▶ **Text**
____________________

Aquaculture for all

Shrimp Markets in the EU and US

Crustaceans Economics +2 more

The US shrimp market has shown signs of struggle in the midsts of the economic recession and the European market for shrimp continues to be weak with both demand and prices remaining low. Adam Anson, TheFishSite, combines and summarises market reports from Globefish, Food and Agriculture Organisation.

The European market for shrimp is weak

The retail chain segment has reduced its orders significantly and stocks are said to be piling up as a result of consumers’ lessening purchase power and reluctance to buy comparatively expensive products.

Demand is decreasing on all major shrimp import markets. Import annual figures for 2008 indicate that shrimp imports decreased by 7 per cent in Spain, by 2 per cent in France and by 8 per cent in the United Kingdom and by 1 per cent in Germany compared with 2007.

In general, demand decreased more particularly for expensive shrimp products, such as processed products, chilled products or value-added products but that was not always the case, depending on the market and on the period, with fairly good end-of-year consumption.

____________________

▶ **Dataset section**
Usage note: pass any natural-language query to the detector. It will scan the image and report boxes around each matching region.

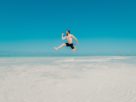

____________________

▶ **Goals**
A - In the shrimp market text, by how much did the United Kingdom's shrimp imports fall in 2008 compared with 2007?
B - Write the next part of the text on EU and US shrimp markets, picking up after its final sentence.
The material has no connection to the shrimp market text.

▶ **Responses for each task**
A - By 8 percent.

B -
US economic crisis impact shrimp market

The US economy has spiralled into what many analysts see as the worst recession and financial crisis since the Great Depression that begun with the crash of 1929. Whilst the food sector is one of the few that has not shown such a strong deterioration, the economic downturn has negatively affected some of the most significant areas of seafood consumption, such as tourism and the restaurant business, with considerable drops in sales. One of the strategies adopted by households is the reduction of casual dining in restaurants, preferring to eat more at home.

A report of shrimp sales from The Perishables Group shows that retailers are reducing their promotions for high-value seafood products like shrimp, and consequently, sales showed a reduction in terms of volume and value, at the end of 2008. However, this lack of demand has eased the pressure on prices, as supply remains sufficient; therefore, prices might give some space to encourage consumption in the short term.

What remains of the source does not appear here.